• WHAT THE EXERCISE ASKS
Count the lines below that contain the string "road", and reply with that number alone.

-------------------------

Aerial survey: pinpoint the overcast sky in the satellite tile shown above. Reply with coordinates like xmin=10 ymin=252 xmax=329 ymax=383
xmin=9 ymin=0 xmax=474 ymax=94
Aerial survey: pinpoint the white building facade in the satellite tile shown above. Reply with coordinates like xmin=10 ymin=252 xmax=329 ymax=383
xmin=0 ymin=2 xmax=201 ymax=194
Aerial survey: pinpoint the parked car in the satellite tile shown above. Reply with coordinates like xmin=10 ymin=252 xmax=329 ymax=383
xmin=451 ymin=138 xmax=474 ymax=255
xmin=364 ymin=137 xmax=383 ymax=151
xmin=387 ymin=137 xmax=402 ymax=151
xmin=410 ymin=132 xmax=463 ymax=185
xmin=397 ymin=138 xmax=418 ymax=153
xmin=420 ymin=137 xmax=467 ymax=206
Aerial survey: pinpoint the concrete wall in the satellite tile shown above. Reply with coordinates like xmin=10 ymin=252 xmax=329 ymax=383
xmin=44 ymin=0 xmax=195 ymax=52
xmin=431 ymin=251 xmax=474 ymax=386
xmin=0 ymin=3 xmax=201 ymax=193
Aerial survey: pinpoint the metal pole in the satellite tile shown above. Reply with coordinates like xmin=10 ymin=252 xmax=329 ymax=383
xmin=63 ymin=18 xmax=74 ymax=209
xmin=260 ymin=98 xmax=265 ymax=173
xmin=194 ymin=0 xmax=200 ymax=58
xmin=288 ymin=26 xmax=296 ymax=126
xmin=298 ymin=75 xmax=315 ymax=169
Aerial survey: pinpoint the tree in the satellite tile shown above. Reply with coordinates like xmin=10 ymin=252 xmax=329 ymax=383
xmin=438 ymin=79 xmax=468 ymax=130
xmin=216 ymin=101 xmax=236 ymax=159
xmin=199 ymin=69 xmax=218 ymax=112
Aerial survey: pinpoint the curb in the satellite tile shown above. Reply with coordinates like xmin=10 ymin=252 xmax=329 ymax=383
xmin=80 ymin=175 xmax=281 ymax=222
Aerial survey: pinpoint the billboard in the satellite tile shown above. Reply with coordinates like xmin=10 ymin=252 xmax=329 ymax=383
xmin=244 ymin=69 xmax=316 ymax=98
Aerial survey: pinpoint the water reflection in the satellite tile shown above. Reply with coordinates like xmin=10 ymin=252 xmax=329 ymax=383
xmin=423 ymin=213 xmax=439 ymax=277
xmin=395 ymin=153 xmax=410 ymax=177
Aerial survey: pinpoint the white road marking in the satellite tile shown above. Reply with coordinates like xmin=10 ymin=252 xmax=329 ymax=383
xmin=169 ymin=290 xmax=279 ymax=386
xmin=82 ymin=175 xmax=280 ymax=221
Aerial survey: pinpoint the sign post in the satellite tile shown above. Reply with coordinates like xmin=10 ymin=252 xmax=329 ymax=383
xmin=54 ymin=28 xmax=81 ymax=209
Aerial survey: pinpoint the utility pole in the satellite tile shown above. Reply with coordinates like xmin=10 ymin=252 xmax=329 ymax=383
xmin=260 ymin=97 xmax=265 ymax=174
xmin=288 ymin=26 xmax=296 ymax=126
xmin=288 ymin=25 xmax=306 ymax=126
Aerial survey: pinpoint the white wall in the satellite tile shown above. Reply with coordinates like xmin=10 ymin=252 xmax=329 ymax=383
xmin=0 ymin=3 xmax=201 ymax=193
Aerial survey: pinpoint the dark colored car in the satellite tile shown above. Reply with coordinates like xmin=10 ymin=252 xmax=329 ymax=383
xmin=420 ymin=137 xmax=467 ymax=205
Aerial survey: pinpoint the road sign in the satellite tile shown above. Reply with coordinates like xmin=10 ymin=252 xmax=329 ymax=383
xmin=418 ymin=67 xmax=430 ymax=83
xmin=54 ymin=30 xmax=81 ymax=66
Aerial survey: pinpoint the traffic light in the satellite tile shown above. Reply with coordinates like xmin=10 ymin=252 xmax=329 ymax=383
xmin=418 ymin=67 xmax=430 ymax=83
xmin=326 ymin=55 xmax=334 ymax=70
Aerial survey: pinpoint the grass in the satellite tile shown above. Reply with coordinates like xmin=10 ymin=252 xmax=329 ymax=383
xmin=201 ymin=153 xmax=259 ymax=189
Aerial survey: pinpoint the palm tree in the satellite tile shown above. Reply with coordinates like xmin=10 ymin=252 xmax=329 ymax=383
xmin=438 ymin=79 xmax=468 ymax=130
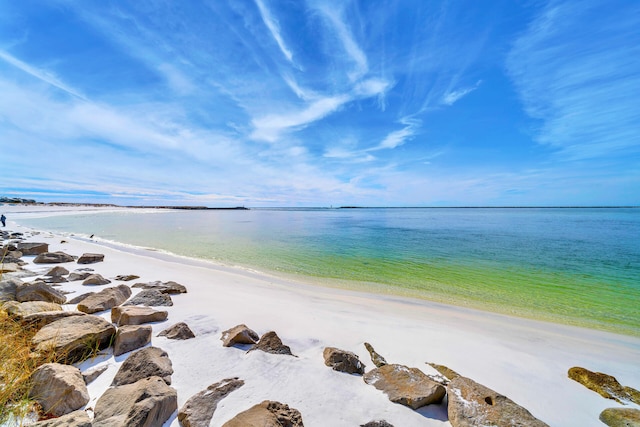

-------------------------

• PROBLEM SOLUTION
2